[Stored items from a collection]
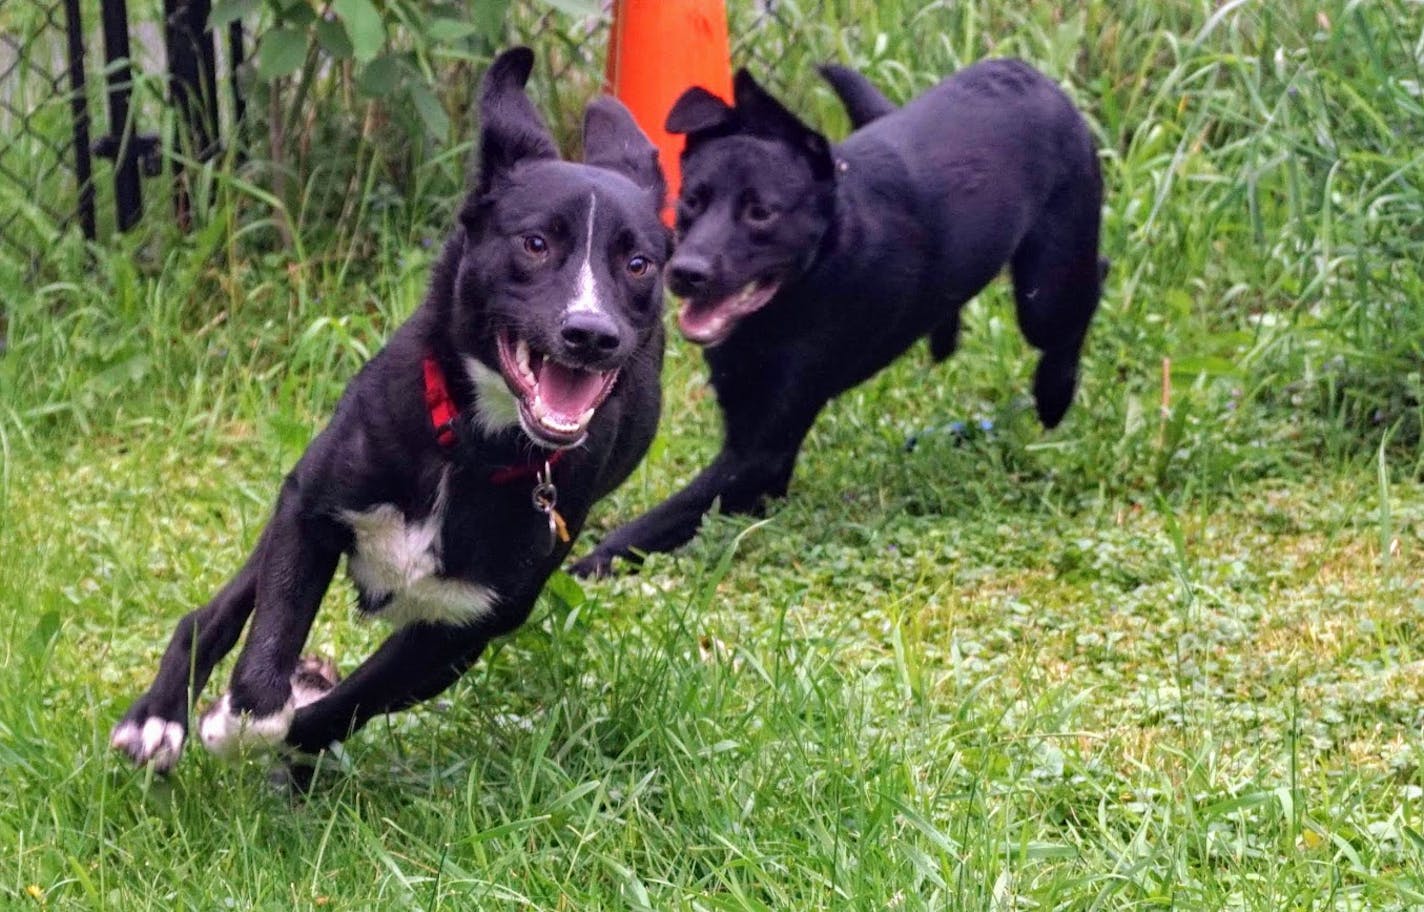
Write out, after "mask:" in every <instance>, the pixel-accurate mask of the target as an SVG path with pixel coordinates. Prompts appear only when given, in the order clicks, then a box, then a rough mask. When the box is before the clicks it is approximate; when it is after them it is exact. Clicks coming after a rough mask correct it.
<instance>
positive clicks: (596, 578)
mask: <svg viewBox="0 0 1424 912" xmlns="http://www.w3.org/2000/svg"><path fill="white" fill-rule="evenodd" d="M568 571H570V573H571V574H574V576H577V577H580V579H585V580H601V579H604V577H605V576H609V574H612V571H614V556H612V554H609V553H608V551H601V550H598V549H594V550H592V551H590V553H588V557H584V559H582V560H575V561H574V563H572V564H570V566H568Z"/></svg>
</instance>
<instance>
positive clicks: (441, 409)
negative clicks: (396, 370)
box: [424, 355, 565, 484]
mask: <svg viewBox="0 0 1424 912" xmlns="http://www.w3.org/2000/svg"><path fill="white" fill-rule="evenodd" d="M424 373H426V412H429V413H430V427H431V429H433V430H434V432H436V443H439V445H440V446H443V447H444V449H450V447H451V446H454V442H456V436H454V420H456V419H457V418H459V416H460V409H457V408H456V405H454V399H451V398H450V386H449V383H446V378H444V371H441V369H440V362H439V361H436V356H434V355H426V361H424ZM564 452H565V450H554V452H553V453H550V455H548V456H547V457H544V459H534V460H530V462H525V463H515V465H513V466H503V467H500V469H496V470H494V472H491V473H490V482H491V483H494V484H508V483H510V482H518V480H521V479H531V480H533V479H537V477H538V473H540V472H541V470H543V469H544V466H548V467H550V469H553V467H554V466H557V465H558V463H560V460H561V459H562V457H564Z"/></svg>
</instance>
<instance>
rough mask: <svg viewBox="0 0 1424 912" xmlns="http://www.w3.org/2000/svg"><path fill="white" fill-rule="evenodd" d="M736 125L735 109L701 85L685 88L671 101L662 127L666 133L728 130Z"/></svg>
mask: <svg viewBox="0 0 1424 912" xmlns="http://www.w3.org/2000/svg"><path fill="white" fill-rule="evenodd" d="M735 127H736V111H735V110H733V108H732V105H729V104H728V103H726V101H722V100H721V98H718V97H716V95H713V94H712V93H709V91H708V90H705V88H702V87H701V86H693V87H692V88H689V90H686V91H685V93H682V94H681V95H678V100H676V101H674V103H672V110H671V111H668V120H666V121H665V123H664V125H662V128H664V130H666V131H668V133H675V134H686V133H706V131H728V133H731V131H732V130H733V128H735Z"/></svg>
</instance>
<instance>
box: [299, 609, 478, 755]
mask: <svg viewBox="0 0 1424 912" xmlns="http://www.w3.org/2000/svg"><path fill="white" fill-rule="evenodd" d="M486 643H488V637H487V636H486V634H484V633H483V631H478V630H476V628H471V627H457V626H450V624H424V623H422V624H410V626H409V627H402V628H400V630H397V631H396V633H393V634H392V636H390V638H389V640H386V641H384V643H383V644H382V646H380V648H379V650H376V651H375V653H373V654H372V655H370V657H369V658H367V660H366V661H365V663H362V665H360V667H359V668H356V671H353V673H352V674H350V675H349V677H347V678H346V680H343V681H342V683H340V684H337V685H336V687H335V688H333V690H330V691H328V693H326V694H325V695H323V697H322V698H320V700H318V701H315V703H312V704H308V705H305V707H302V708H299V710H298V711H296V718H295V720H293V721H292V728H290V731H288V734H286V744H288V747H290V748H293V750H296V751H300V752H305V754H315V752H318V751H322V750H325V748H328V747H330V745H332V742H335V741H343V740H345V738H346V737H347V735H350V734H352V732H355V731H357V730H359V728H360V727H362V725H365V724H366V722H367V721H370V720H372V718H373V717H376V715H380V714H383V712H394V711H397V710H404V708H407V707H412V705H414V704H417V703H420V701H423V700H430V698H431V697H434V695H437V694H440V693H441V691H443V690H446V688H447V687H450V684H453V683H454V681H456V680H457V678H459V677H460V675H461V674H464V671H466V670H467V668H468V667H470V665H471V664H474V661H476V660H477V658H478V657H480V653H483V651H484V644H486Z"/></svg>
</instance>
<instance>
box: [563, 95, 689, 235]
mask: <svg viewBox="0 0 1424 912" xmlns="http://www.w3.org/2000/svg"><path fill="white" fill-rule="evenodd" d="M584 164H590V165H594V167H595V168H607V170H609V171H617V172H618V174H622V175H624V177H627V178H628V180H631V181H632V182H634V184H637V185H638V187H642V188H646V190H648V191H651V192H652V194H654V195H655V198H656V204H658V205H659V207H661V205H662V198H664V195H666V192H668V182H666V181H665V180H664V177H662V168H659V167H658V148H656V147H655V145H654V144H652V142H651V141H648V137H646V135H645V134H644V133H642V130H639V128H638V124H637V123H635V121H634V120H632V114H629V113H628V108H625V107H624V105H622V103H619V101H618V100H617V98H614V97H611V95H604V97H601V98H594V101H591V103H590V104H588V110H587V111H584Z"/></svg>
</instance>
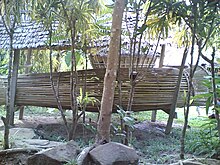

### Task description
State how many lines of the data above contain the word "clicks". Give only the number.

### Task answer
4